(ABOUT THIS TASK):
Only the lines from the one containing "Target: sunglasses frame" through the last line of the listing are to be given again, exactly as they appear.

::: DATA FOR THIS EXERCISE

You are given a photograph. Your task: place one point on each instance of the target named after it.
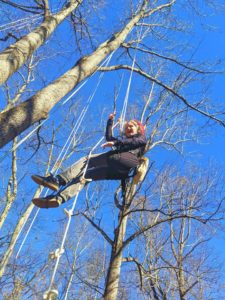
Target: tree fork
(13, 57)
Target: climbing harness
(68, 143)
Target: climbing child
(115, 165)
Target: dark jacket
(135, 144)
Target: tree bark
(16, 120)
(113, 276)
(13, 57)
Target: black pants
(111, 165)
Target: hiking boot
(48, 202)
(49, 181)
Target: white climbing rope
(124, 109)
(69, 215)
(69, 141)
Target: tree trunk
(13, 57)
(11, 189)
(113, 276)
(16, 120)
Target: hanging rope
(124, 109)
(69, 213)
(107, 60)
(69, 141)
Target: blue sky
(210, 46)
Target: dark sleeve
(132, 143)
(108, 133)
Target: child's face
(131, 129)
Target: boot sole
(44, 203)
(44, 183)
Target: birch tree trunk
(113, 276)
(13, 57)
(11, 189)
(16, 120)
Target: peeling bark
(13, 57)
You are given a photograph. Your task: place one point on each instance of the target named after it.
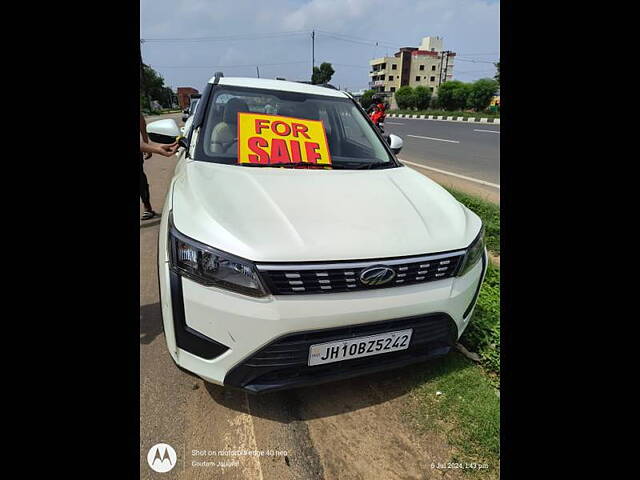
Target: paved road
(346, 430)
(472, 150)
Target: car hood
(285, 215)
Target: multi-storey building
(427, 65)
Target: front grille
(283, 363)
(294, 279)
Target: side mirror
(396, 143)
(163, 131)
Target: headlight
(474, 253)
(211, 267)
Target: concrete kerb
(495, 121)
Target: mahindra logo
(161, 457)
(378, 275)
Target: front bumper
(218, 335)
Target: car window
(349, 135)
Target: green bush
(481, 93)
(405, 97)
(453, 95)
(422, 97)
(482, 335)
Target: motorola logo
(161, 457)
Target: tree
(405, 97)
(481, 93)
(422, 97)
(323, 74)
(453, 95)
(367, 99)
(152, 88)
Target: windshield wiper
(368, 165)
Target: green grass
(467, 411)
(489, 213)
(482, 335)
(447, 114)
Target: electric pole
(144, 79)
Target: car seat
(225, 133)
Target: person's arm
(164, 150)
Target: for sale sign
(268, 139)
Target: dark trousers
(145, 196)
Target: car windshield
(337, 130)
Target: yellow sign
(267, 139)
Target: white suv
(295, 248)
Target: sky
(187, 41)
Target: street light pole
(313, 52)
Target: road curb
(495, 121)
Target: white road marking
(431, 138)
(482, 182)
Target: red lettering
(295, 152)
(312, 155)
(299, 128)
(286, 132)
(254, 145)
(279, 152)
(261, 124)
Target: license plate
(359, 347)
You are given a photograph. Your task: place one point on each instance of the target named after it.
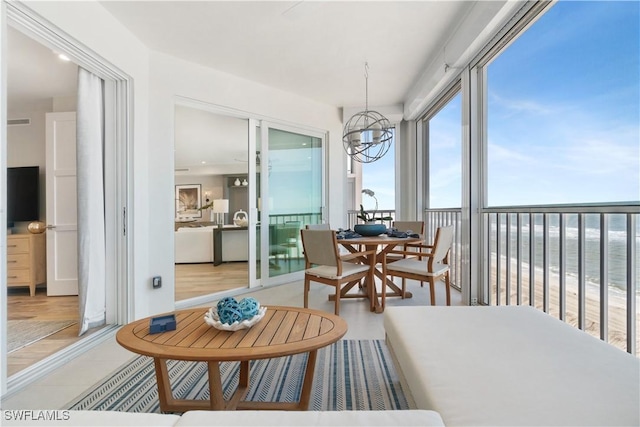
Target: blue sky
(564, 114)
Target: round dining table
(381, 245)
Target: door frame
(118, 151)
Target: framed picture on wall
(188, 201)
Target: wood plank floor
(191, 280)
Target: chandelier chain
(366, 86)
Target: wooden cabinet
(26, 260)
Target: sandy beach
(617, 311)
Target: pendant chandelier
(367, 134)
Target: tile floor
(61, 386)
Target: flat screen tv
(23, 194)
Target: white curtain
(91, 214)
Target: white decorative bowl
(211, 318)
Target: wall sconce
(220, 207)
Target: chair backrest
(442, 244)
(320, 247)
(318, 227)
(415, 226)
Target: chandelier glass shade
(367, 135)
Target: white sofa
(511, 365)
(227, 418)
(195, 245)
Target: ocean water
(616, 239)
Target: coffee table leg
(307, 383)
(164, 387)
(215, 386)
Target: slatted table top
(282, 331)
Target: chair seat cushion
(416, 266)
(329, 272)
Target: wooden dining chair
(324, 264)
(400, 251)
(430, 263)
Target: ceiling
(35, 72)
(316, 49)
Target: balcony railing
(576, 263)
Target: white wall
(157, 79)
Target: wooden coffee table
(283, 331)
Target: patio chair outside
(431, 263)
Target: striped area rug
(349, 375)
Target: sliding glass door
(289, 170)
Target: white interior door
(62, 228)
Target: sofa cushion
(511, 365)
(85, 418)
(311, 418)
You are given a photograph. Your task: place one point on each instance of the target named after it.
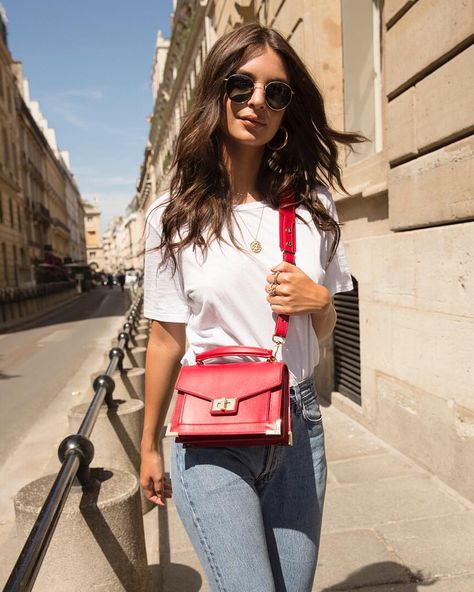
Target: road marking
(55, 337)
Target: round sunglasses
(240, 87)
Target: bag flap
(238, 381)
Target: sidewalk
(389, 526)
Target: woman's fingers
(158, 490)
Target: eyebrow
(250, 75)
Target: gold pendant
(256, 246)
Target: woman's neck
(242, 164)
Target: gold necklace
(255, 245)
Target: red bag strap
(288, 248)
(234, 350)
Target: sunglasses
(240, 88)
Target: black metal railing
(75, 452)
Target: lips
(252, 121)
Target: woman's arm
(166, 346)
(297, 293)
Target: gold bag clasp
(223, 404)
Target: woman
(213, 274)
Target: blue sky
(89, 65)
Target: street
(37, 361)
(45, 369)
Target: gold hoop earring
(283, 144)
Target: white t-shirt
(221, 297)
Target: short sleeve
(337, 277)
(164, 298)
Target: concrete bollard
(99, 542)
(137, 356)
(116, 436)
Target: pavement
(389, 526)
(45, 369)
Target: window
(362, 74)
(6, 147)
(5, 264)
(347, 344)
(15, 265)
(12, 217)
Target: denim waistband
(305, 387)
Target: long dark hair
(199, 207)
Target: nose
(258, 96)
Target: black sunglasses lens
(239, 88)
(278, 95)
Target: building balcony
(41, 213)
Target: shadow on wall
(389, 573)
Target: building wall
(14, 268)
(35, 183)
(94, 246)
(409, 242)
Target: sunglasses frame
(226, 80)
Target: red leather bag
(239, 403)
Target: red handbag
(244, 403)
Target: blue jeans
(253, 513)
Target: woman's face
(253, 123)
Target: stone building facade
(41, 215)
(94, 246)
(14, 263)
(401, 72)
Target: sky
(88, 64)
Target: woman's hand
(155, 483)
(295, 293)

::::::

(FINISHED EXERCISE):
Target: sunglasses frame
(226, 80)
Target: red leather bag
(239, 403)
Target: red handbag
(244, 403)
Target: blue jeans
(253, 513)
Target: woman's face
(253, 123)
Target: stone building facade
(41, 215)
(94, 246)
(14, 263)
(401, 72)
Target: sky
(88, 64)
Target: woman's hand
(155, 483)
(295, 293)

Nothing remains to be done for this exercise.